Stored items

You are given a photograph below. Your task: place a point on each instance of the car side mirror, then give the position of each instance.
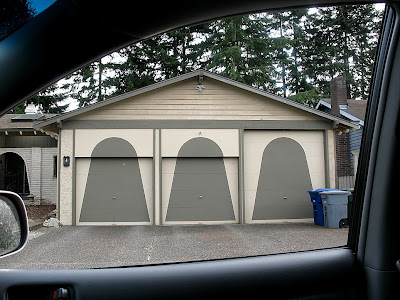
(13, 223)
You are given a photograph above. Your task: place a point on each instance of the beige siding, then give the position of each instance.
(49, 182)
(66, 178)
(218, 101)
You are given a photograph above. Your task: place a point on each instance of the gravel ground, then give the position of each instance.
(82, 247)
(39, 211)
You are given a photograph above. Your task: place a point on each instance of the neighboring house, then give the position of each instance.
(28, 157)
(197, 148)
(348, 144)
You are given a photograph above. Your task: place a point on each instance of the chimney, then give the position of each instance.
(338, 95)
(30, 109)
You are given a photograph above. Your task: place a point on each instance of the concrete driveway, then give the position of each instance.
(98, 246)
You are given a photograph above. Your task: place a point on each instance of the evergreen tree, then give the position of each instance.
(48, 101)
(296, 52)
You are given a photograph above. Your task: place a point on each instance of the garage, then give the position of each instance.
(282, 166)
(173, 153)
(200, 181)
(112, 185)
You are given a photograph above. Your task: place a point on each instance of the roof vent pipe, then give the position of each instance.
(30, 109)
(338, 94)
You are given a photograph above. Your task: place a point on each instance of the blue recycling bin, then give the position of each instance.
(318, 206)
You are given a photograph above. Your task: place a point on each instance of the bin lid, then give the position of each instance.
(335, 192)
(322, 190)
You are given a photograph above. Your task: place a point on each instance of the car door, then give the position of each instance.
(366, 268)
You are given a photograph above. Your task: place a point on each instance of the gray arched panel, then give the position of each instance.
(283, 182)
(200, 189)
(114, 189)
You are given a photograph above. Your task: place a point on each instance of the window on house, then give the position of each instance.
(55, 164)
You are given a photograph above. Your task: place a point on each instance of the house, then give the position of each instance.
(28, 157)
(347, 145)
(197, 148)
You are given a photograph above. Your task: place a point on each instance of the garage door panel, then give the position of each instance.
(278, 173)
(113, 192)
(279, 212)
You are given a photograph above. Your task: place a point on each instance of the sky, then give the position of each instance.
(40, 5)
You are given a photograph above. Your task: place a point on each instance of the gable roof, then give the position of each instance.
(21, 121)
(355, 110)
(198, 73)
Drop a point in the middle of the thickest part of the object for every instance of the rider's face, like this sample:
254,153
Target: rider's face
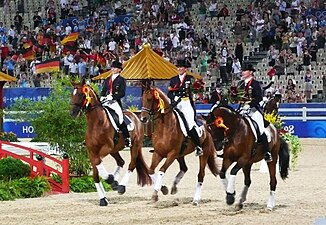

> [Task directions] Find every line in the listing above that contains the string "rider", and copy each of those lines out in full.

> [Expected answer]
Drop a point in the middle of the thickest part of the object for every instance of the rider's face, like this sample:
Target: rider's face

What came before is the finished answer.